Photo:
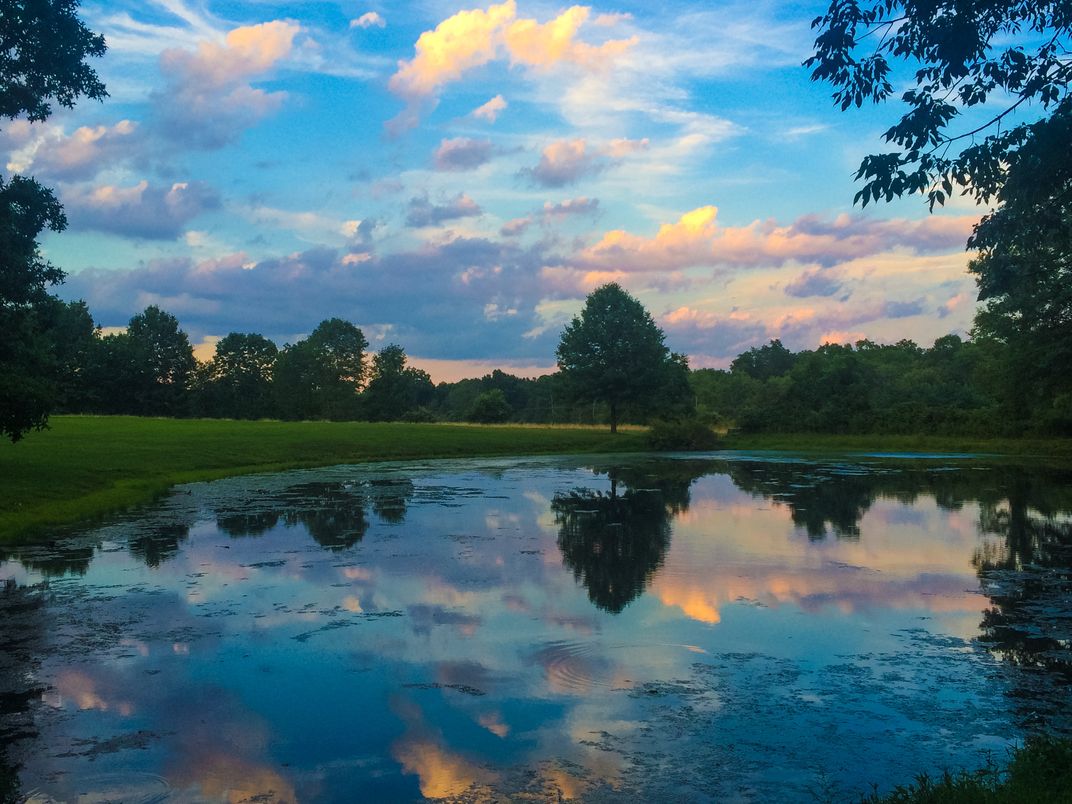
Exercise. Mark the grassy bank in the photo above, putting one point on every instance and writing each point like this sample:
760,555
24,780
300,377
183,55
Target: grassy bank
1039,773
1045,448
85,466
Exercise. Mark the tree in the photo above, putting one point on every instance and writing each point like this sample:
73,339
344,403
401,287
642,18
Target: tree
969,51
395,389
763,362
490,407
614,353
339,348
239,376
43,47
163,362
319,376
1024,268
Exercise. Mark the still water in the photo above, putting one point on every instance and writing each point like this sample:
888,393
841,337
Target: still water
747,627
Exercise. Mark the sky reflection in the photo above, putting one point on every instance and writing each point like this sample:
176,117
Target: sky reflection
709,629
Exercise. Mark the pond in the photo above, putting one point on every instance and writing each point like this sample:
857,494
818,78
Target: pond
744,627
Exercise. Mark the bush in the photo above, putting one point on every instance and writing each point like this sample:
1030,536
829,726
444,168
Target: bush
490,407
683,434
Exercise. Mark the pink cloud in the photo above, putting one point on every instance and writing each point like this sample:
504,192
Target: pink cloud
566,161
209,99
491,109
696,240
462,153
474,38
83,153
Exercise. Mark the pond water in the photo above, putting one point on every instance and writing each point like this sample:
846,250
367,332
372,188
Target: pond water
743,627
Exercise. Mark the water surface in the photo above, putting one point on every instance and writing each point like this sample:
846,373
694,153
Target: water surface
742,628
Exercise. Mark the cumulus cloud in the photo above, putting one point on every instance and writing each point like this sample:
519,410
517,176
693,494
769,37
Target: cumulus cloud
491,109
696,239
143,210
462,153
369,19
567,161
422,212
474,38
50,153
209,100
705,332
551,212
289,294
815,282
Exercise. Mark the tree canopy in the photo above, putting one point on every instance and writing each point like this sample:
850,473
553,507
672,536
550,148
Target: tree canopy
968,53
614,353
43,51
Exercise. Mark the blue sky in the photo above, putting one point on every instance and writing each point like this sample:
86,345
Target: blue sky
456,177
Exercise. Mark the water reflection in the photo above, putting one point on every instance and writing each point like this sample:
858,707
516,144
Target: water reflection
633,628
615,540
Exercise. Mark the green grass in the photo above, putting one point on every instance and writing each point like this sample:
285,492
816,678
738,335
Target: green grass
1039,773
1045,448
85,466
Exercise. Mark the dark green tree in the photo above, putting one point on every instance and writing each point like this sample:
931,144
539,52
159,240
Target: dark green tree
967,53
395,389
339,347
296,383
319,377
490,407
1024,271
614,353
42,61
763,362
72,337
238,378
163,362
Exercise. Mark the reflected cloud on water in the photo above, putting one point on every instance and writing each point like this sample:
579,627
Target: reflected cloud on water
633,627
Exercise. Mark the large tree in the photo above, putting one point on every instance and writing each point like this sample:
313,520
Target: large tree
395,388
1008,55
319,377
163,362
238,378
43,48
1024,271
614,353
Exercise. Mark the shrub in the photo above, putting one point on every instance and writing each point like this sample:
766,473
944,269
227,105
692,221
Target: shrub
682,434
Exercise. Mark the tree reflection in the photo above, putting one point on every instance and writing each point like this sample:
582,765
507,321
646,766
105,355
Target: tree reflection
54,559
615,540
21,646
159,544
335,514
1027,576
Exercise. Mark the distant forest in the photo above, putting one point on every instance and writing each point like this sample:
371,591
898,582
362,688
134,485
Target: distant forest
970,387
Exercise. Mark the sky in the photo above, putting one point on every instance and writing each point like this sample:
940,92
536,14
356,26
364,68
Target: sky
456,177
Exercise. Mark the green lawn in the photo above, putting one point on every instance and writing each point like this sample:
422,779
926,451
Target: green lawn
85,466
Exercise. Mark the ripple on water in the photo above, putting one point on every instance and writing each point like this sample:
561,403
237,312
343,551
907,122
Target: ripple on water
131,788
580,667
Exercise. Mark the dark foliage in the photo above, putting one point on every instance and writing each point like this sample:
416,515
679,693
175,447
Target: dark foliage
690,434
614,353
966,53
43,48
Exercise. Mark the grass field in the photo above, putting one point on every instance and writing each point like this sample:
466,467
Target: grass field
85,466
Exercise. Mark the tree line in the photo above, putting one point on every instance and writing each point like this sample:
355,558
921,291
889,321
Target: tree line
150,370
957,386
979,386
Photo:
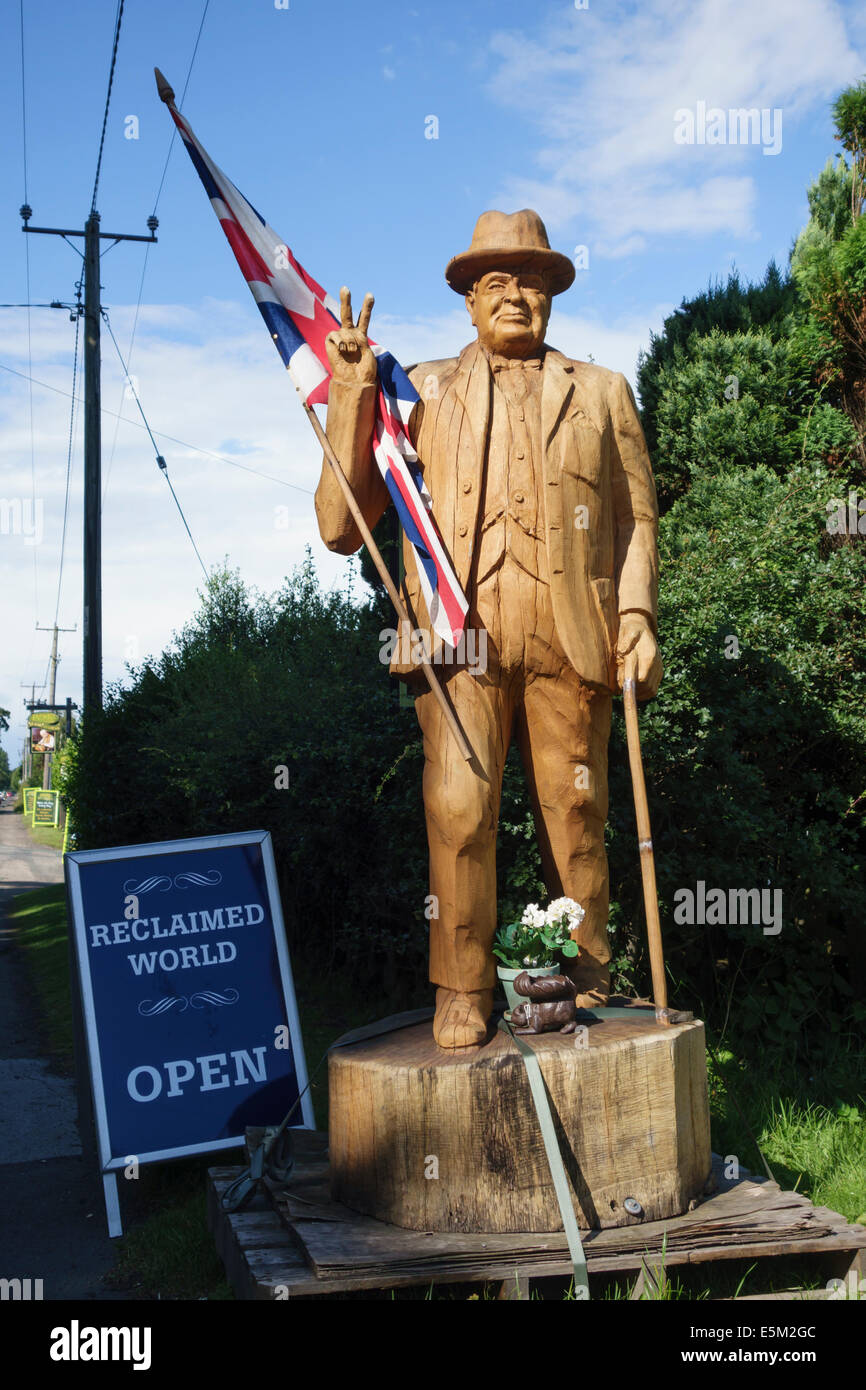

####

_EXERCISE GOAL_:
Count the lines in the records above that contain the string "dark", treating uppercase and lowercase as different. Reply with the number alone.

_WRITTEN RESPONSE_:
4